## [Consigne]
Recopiez l'article sur les ados et leur vie privée en ligne entre « Il en ressort » et « amis peuvent comprendre. », ces deux passages compris. Remplacez « réseaux sociaux » par « sites communautaires ».

Quels sont les usages des adolescents en ligne? Contre toute attente, ils sont obsédés par leur vie privée, révèle danah boyd, chercheuse chez Microsoft, qui tient à écrire ses nom et prénom sans majuscule, lors d’une conférence à South by Southwest. Son livre «It’s complicated – the social lives of networked teens» est le fruit de huit années de recherche et de 166 interviews conduites auprès de cette population adolescente.

Il en ressort que leur façon de gérer leur vie privée sur les réseaux sociaux ne répond pas à la même logique que celle des adultes. Ils ne cherchent pas forcément à verrouiller tous les paramètres de confidentialité de leurs profils, mais à échapper aux figures d’autorité (parents, enseignants). Pour ce faire, soit ils testent d’autres réseaux sociaux, surtout si ceux-ci n’ont pas encore été investis par des adultes, soit ils développent des pratiques de contournement. Comme cette ado qui, chaque jour, lorsque les adultes se connectent, supprime son compte Facebook, avant de, chaque nuit, quand les adultes dorment, le réactiver, pour le supprimer à nouveau le lendemain, et ainsi de suite.

Autre technique utilisée par les ados: échanger, au vu de tous, des messages codés que seuls leurs amis peuvent comprendre.

Si vous êtes parent, ne vous avisez de commenter l’un de ces messages chiffrés car cela prouverait:
1. que vous n’avez pas saisi le message codé de votre enfant
2. que vous commentez ce qui ne vous est pas adressé
et 3. que vous vous fichez de coller la honte à votre progéniture sur son réseau.

## [Données]

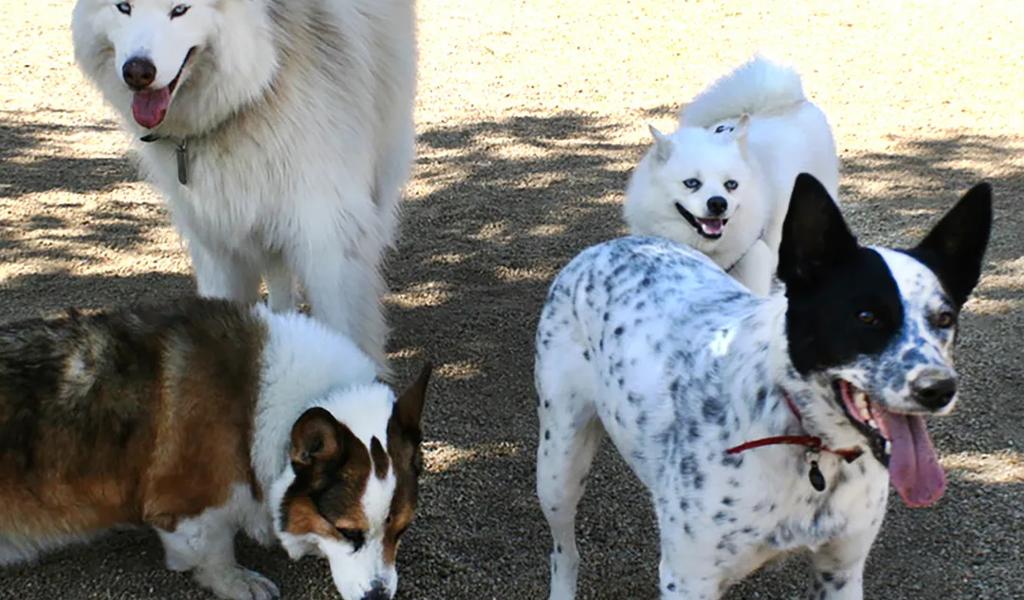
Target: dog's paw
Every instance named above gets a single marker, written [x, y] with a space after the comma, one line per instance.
[236, 583]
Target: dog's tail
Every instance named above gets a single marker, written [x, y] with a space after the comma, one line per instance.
[758, 86]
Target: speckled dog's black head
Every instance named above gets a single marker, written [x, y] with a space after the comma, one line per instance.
[843, 300]
[879, 325]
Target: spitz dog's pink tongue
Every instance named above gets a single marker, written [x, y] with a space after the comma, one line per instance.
[150, 106]
[712, 226]
[913, 467]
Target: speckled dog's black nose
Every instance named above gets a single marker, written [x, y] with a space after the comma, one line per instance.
[934, 393]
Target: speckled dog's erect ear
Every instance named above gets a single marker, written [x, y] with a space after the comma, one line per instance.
[815, 237]
[955, 246]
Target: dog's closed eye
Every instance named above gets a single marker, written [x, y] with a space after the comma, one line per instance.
[355, 537]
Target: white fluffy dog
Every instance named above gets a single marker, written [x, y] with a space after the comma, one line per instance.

## [Réponse]
Il en ressort que leur façon de gérer leur vie privée sur les sites communautaires ne répond pas à la même logique que celle des adultes. Ils ne cherchent pas forcément à verrouiller tous les paramètres de confidentialité de leurs profils, mais à échapper aux figures d’autorité (parents, enseignants). Pour ce faire, soit ils testent d’autres sites communautaires, surtout si ceux-ci n’ont pas encore été investis par des adultes, soit ils développent des pratiques de contournement. Comme cette ado qui, chaque jour, lorsque les adultes se connectent, supprime son compte Facebook, avant de, chaque nuit, quand les adultes dorment, le réactiver, pour le supprimer à nouveau le lendemain, et ainsi de suite.

Autre technique utilisée par les ados: échanger, au vu de tous, des messages codés que seuls leurs amis peuvent comprendre.